- **Exercise description**: In the records below, rewrite the lines from the one that contains "Can you see the thin" through the one that contains "(1189, 430)", requests included, and scale every point coordinate in the answers by 0.3, rounding to whole numbers with halves going up.

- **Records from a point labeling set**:
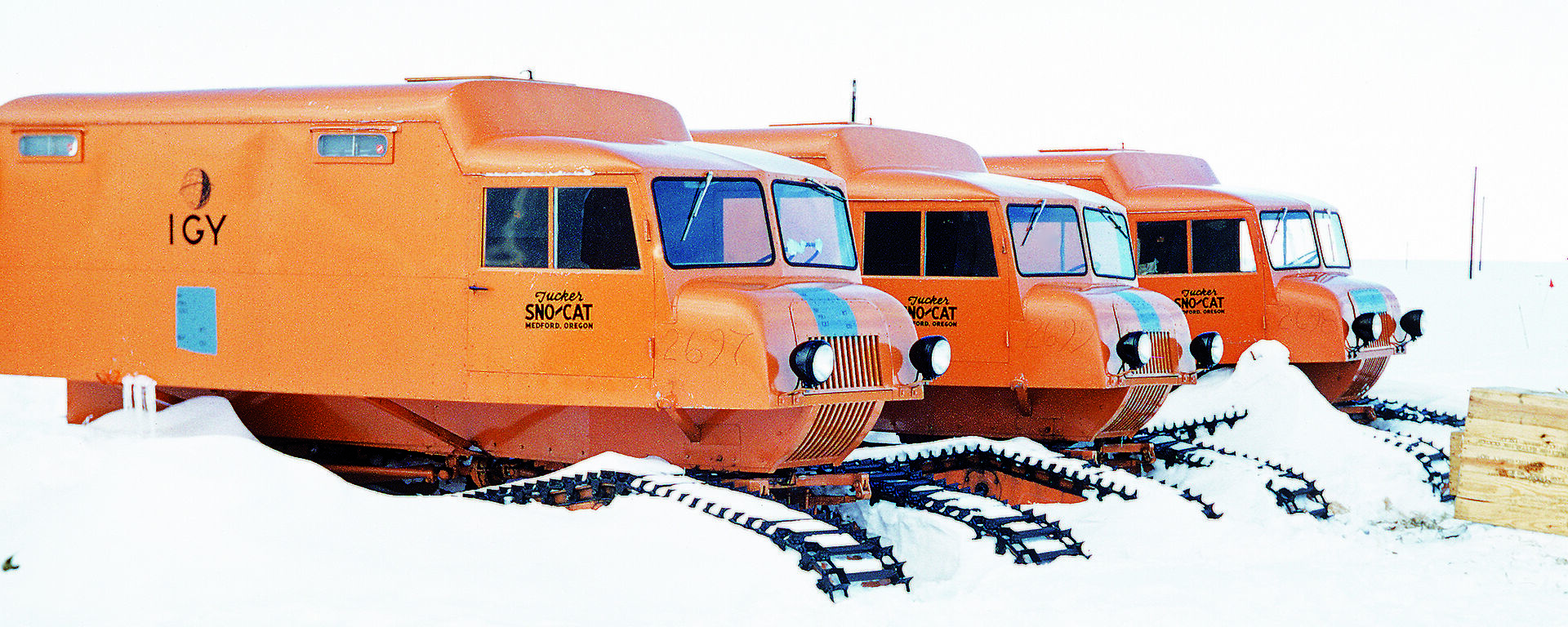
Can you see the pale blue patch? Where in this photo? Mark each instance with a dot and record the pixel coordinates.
(833, 315)
(1148, 317)
(1370, 301)
(196, 318)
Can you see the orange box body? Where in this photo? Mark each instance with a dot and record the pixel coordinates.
(318, 253)
(1307, 301)
(1034, 336)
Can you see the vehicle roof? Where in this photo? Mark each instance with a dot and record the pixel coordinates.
(496, 126)
(891, 163)
(1147, 180)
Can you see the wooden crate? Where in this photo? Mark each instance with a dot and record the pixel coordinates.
(1510, 463)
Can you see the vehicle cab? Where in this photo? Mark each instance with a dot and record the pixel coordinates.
(1249, 264)
(477, 269)
(1034, 284)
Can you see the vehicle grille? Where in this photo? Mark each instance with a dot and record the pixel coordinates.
(857, 364)
(1368, 375)
(1165, 359)
(1138, 407)
(835, 433)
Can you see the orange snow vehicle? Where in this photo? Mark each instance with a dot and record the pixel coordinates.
(506, 276)
(1254, 265)
(1034, 284)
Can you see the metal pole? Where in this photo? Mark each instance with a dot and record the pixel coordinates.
(1481, 240)
(853, 90)
(1474, 182)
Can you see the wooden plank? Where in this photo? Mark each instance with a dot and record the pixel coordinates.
(1529, 439)
(1520, 407)
(1455, 449)
(1515, 504)
(1482, 461)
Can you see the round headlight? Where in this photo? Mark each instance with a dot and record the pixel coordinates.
(1136, 349)
(1411, 322)
(1368, 327)
(813, 362)
(1208, 349)
(930, 356)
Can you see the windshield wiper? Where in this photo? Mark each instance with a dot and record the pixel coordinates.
(1112, 220)
(697, 206)
(826, 190)
(1032, 216)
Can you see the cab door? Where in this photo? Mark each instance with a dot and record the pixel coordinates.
(1214, 270)
(941, 264)
(562, 286)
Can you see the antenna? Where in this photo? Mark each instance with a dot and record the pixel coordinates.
(853, 90)
(1474, 184)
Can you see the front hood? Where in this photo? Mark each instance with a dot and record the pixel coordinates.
(792, 313)
(1073, 315)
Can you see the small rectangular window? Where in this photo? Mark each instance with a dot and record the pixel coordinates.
(1162, 247)
(369, 145)
(959, 243)
(1222, 247)
(893, 243)
(52, 146)
(593, 229)
(516, 223)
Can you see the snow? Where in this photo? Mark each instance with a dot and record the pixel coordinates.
(198, 524)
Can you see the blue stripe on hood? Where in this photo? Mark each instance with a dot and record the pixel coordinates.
(1148, 317)
(833, 315)
(1370, 301)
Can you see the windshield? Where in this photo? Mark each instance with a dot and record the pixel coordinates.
(1288, 235)
(1109, 243)
(1046, 240)
(712, 221)
(1333, 235)
(816, 225)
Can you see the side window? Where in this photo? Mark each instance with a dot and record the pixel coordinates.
(959, 243)
(593, 229)
(893, 243)
(1162, 247)
(514, 228)
(1222, 247)
(56, 146)
(353, 146)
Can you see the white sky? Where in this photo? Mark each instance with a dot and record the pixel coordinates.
(1377, 107)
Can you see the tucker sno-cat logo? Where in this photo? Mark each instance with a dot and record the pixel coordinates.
(1200, 301)
(557, 311)
(932, 311)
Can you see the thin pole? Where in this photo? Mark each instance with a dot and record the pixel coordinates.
(1474, 182)
(1481, 240)
(853, 90)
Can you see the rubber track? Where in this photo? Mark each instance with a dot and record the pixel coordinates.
(1431, 456)
(1293, 491)
(1410, 412)
(1015, 531)
(825, 543)
(1189, 430)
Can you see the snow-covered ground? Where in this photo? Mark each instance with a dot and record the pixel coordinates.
(201, 526)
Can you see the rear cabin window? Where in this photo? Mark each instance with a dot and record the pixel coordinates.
(1162, 247)
(336, 145)
(1222, 247)
(49, 145)
(591, 228)
(959, 243)
(893, 243)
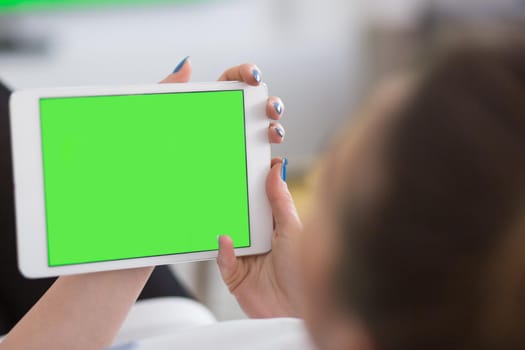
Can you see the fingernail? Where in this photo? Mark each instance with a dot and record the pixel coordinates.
(283, 169)
(278, 107)
(180, 65)
(279, 132)
(257, 75)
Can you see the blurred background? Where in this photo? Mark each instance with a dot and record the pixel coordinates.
(321, 57)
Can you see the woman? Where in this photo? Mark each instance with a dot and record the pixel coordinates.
(416, 238)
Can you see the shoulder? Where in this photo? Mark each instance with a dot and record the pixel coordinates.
(275, 334)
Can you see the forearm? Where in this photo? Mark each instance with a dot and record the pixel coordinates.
(83, 312)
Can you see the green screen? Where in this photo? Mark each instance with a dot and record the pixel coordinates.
(143, 175)
(31, 5)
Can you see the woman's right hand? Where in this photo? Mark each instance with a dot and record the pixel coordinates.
(268, 285)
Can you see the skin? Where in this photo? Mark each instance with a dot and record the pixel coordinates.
(297, 278)
(301, 267)
(85, 312)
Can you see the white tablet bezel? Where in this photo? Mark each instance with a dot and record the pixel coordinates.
(29, 182)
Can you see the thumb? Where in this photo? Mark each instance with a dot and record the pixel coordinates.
(281, 200)
(181, 73)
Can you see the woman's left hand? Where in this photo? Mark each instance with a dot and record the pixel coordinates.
(249, 74)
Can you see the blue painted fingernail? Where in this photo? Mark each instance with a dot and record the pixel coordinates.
(257, 75)
(278, 107)
(279, 132)
(180, 65)
(283, 169)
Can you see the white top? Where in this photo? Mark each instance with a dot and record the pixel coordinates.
(202, 332)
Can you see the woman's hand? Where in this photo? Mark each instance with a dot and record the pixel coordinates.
(268, 285)
(264, 285)
(249, 74)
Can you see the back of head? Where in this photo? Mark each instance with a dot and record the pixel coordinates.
(440, 262)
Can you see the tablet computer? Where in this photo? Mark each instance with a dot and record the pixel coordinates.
(120, 177)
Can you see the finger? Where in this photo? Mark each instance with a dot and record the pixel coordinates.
(274, 108)
(181, 73)
(281, 201)
(247, 73)
(277, 160)
(226, 259)
(276, 133)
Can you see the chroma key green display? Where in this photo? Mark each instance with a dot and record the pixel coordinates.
(143, 175)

- **Output**:
Can you see the thin pole? Where in this photo? Mark each instance with a dot and record the pixel coordinates.
(442, 55)
(444, 72)
(256, 27)
Can you see the rubber track? Where in this photo? Mark each instance with a dot and record the pixel coordinates.
(429, 137)
(388, 147)
(423, 124)
(305, 159)
(248, 163)
(357, 129)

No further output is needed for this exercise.